Excerto >>
Cumpre ainda refererir que as freguesias são autarquias locais e, nessa media, inserem-se na administração autónoma. Em conformidade, tal como o Professor FREITAS DO AMARAL refere, a administração autónoma é aquela que prossegue interesses públicos próprios das pessoas que a constituem e por isso se dirige a si mesma, definindo com independência a orientação das suas atividades, sem sujeição a hierarquia ou superintendência do Governo.
Neste sentido, na visão do mesmo Autor, as freguesias são as autarquias locais que, dentro do território municipal, visam a prossecução de interesses próprios da população residente em cada circunscrição paroquial. De entre os três planos que compõem as suas atribuições, encontramos o plano económico, onde cabe a esta vertente de administração autónoma a jurisdição dos bens que compõem a circunscrição em causa, dos quais parques e zonas de estacionamento, bem como a promoção de obras públicas e a manutenção das mesmas, integrando o artigo 7.º, n.º 2, alínea j) da Lei das Autarquias Locais.
O n.º 1 do artigo anterior acrescenta que o mesmo será feito em “articulação com o município”. Note-se que esta “articulação” apenas implica uma ideia de coordenação e não de subordinação. Vejamos, neste ponto, a clara distinção que o Professor FREITAS DO AMARAL elabora relativamente às circunscrições onde deve actuar cada autarquia local. Neste sentido, para este Autor, o município é a autarquia local que visa a prossecução de interesses próprios da população residente na circunscrição concelhia. Ao fazer referência aos interesses da população residente na “circunscrição concelhia”, delimita-se o âmbito do município, distinguindo-o da freguesia, que visa a prossecução de interesses próprios de outra população, definida em função da residência em circunscrições de área mais restrita que a do município. Nesta medida, há uma clara fronteira entre estas autarquias locais, cabendo à freguesia a prossecução do interesse paroquial.
O artigo 131.º da Lei das Autarquias Locais permite, ainda, que os municípios deleguem competências nas freguesias, mediante a celebração de um contrato inter-administrativo, em todos os domínios dos interesses próprios das populações respetivas. Este contrato de delegação de competências é celebrado entre a Câmara Municipal e a Junta de Freguesia, carecendo de autorização, por um lado, da Assembleia Municipal (artigo 25.º, n.º1, alínea k) da Lei das Autarquias Locais) e, por outro, da Assembleia da Freguesia (artigo 9.º, n.º1, alínea g), da Lei das Autarquias Locais).
Todavia, independentemente da celebração de qualquer contrato de delegação de competências, a lei considera, no artigo 132.º da Lei das Autarquias Locais, que estão delegadas nas juntas de freguesia, de forma tácita, um conjunto significativo de competências das câmaras municipais, nomeadamente, na alínea a), do nº2, do artigo supramencionado, a ocupação e utilização da via pública.

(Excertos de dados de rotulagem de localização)
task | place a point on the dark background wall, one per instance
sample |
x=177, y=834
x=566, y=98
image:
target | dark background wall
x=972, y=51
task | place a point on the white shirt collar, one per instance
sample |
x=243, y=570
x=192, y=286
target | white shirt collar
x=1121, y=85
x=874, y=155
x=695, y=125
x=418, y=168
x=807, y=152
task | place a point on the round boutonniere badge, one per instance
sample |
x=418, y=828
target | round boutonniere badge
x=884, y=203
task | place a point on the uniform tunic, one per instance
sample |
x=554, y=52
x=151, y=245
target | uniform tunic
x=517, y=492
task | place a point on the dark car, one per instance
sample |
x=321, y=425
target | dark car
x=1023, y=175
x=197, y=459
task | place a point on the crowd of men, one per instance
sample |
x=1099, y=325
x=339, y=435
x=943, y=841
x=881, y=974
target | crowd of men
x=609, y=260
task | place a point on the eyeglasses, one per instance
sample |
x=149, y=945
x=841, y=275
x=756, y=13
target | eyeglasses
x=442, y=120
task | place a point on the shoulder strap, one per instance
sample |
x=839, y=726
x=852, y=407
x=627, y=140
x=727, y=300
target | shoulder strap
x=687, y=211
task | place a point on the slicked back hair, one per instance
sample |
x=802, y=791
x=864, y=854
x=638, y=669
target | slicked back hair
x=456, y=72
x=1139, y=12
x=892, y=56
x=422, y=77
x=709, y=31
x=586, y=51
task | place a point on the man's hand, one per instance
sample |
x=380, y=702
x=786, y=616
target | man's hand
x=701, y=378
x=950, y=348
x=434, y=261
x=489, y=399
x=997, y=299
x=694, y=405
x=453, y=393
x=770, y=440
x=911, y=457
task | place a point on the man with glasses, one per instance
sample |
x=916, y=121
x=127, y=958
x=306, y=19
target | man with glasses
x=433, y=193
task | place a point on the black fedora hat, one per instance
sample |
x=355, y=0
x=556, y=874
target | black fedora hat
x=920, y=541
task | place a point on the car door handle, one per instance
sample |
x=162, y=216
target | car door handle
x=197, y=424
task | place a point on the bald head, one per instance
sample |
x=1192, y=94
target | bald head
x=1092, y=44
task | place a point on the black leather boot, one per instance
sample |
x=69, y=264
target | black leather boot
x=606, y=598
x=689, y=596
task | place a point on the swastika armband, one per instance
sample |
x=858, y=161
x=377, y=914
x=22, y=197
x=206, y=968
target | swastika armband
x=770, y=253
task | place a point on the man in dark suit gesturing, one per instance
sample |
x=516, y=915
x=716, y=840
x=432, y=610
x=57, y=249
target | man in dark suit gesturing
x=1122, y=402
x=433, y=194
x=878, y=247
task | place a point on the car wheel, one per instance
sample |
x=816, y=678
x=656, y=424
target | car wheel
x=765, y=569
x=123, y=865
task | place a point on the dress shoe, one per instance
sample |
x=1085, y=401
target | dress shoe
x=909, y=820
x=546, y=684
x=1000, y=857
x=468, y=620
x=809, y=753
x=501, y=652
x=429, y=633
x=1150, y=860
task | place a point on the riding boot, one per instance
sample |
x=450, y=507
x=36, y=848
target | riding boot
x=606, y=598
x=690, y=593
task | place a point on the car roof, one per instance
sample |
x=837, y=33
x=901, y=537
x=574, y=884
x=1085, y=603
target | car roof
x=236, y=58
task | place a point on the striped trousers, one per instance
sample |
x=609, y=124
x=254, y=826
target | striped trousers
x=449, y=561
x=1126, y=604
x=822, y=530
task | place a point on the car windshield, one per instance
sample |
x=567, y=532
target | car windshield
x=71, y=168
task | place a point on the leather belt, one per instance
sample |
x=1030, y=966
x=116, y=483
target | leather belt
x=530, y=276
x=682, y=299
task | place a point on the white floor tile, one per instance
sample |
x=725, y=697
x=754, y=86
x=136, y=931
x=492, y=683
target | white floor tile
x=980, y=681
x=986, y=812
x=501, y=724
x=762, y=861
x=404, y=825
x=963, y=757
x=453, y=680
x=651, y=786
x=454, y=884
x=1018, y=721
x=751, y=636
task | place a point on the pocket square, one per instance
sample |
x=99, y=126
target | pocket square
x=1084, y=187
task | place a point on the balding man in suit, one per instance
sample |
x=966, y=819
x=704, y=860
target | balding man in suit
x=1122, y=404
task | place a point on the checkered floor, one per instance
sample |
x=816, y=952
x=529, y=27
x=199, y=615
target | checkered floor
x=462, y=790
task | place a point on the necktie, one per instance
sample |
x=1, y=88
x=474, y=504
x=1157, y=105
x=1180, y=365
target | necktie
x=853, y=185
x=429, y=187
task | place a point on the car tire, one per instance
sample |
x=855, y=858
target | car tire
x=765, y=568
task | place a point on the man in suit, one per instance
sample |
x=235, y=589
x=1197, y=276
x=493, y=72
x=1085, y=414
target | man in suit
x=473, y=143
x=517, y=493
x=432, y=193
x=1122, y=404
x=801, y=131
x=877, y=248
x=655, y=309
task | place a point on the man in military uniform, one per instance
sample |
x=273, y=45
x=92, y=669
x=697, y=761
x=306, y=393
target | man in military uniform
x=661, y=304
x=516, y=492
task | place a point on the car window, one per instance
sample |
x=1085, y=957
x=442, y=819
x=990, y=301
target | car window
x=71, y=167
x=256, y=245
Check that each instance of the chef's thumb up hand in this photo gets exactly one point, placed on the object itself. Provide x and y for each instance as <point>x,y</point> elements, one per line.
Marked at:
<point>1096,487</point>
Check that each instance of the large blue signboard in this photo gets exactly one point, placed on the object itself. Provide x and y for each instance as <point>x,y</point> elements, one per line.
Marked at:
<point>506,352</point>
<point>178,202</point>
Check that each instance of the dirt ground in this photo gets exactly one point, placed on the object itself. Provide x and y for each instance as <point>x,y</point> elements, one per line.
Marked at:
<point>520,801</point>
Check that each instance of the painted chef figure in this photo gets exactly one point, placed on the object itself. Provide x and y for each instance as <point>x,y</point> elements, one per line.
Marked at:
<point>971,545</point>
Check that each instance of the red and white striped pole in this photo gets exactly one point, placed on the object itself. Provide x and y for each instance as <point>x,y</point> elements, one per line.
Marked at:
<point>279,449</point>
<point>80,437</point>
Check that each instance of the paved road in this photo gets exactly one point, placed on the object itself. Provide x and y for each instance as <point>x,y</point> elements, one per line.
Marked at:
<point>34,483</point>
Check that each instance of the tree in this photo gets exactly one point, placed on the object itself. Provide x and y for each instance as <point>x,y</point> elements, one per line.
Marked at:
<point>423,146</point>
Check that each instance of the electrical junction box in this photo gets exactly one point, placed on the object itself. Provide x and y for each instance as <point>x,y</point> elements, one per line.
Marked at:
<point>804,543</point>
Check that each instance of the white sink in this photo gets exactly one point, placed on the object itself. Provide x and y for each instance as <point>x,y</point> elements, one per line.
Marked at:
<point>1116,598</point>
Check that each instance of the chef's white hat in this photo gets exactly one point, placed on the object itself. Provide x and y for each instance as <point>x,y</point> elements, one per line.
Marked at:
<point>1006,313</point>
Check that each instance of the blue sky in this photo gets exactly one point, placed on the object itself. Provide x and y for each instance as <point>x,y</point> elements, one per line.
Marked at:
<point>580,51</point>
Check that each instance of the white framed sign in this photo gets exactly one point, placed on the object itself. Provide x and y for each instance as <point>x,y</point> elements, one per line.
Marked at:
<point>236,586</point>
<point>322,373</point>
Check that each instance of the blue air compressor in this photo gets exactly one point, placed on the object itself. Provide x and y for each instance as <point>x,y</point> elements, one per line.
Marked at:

Complete o seguinte >>
1. Transcreva literalmente o excerto sobre as freguesias, começando em "O artigo 131.º" e terminando em "das Autarquias Locais).".
2. Indique se cada afirmação está de acordo com o excerto sobre as freguesias, respondendo sim ou não e citando literalmente as palavras do excerto que o decidem.
(a) O contrato de delegação de competências é celebrado entre a Câmara Municipal e a Junta de Freguesia.
(b) A articulação com o município implica a subordinação da freguesia ao município.
(c) A ocupação e utilização da via pública só passa para as juntas de freguesia mediante a celebração de um contrato de delegação de competências.

Respostas do exercício >>
1.
O artigo 131.º da Lei das Autarquias Locais permite, ainda, que os municípios deleguem competências nas freguesias, mediante a celebração de um contrato inter-administrativo, em todos os domínios dos interesses próprios das populações respetivas. Este contrato de delegação de competências é celebrado entre a Câmara Municipal e a Junta de Freguesia, carecendo de autorização, por um lado, da Assembleia Municipal (artigo 25.º, n.º1, alínea k) da Lei das Autarquias Locais) e, por outro, da Assembleia da Freguesia (artigo 9.º, n.º1, alínea g), da Lei das Autarquias Locais).

2.
(a) Sim: "Este contrato de delegação de competências é celebrado entre a Câmara Municipal e a Junta de Freguesia".
(b) Não: "esta “articulação” apenas implica uma ideia de coordenação e não de subordinação".
(c) Não: "independentemente da celebração de qualquer contrato de delegação de competências, a lei considera, no artigo 132.º da Lei das Autarquias Locais, que estão delegadas nas juntas de freguesia, de forma tácita".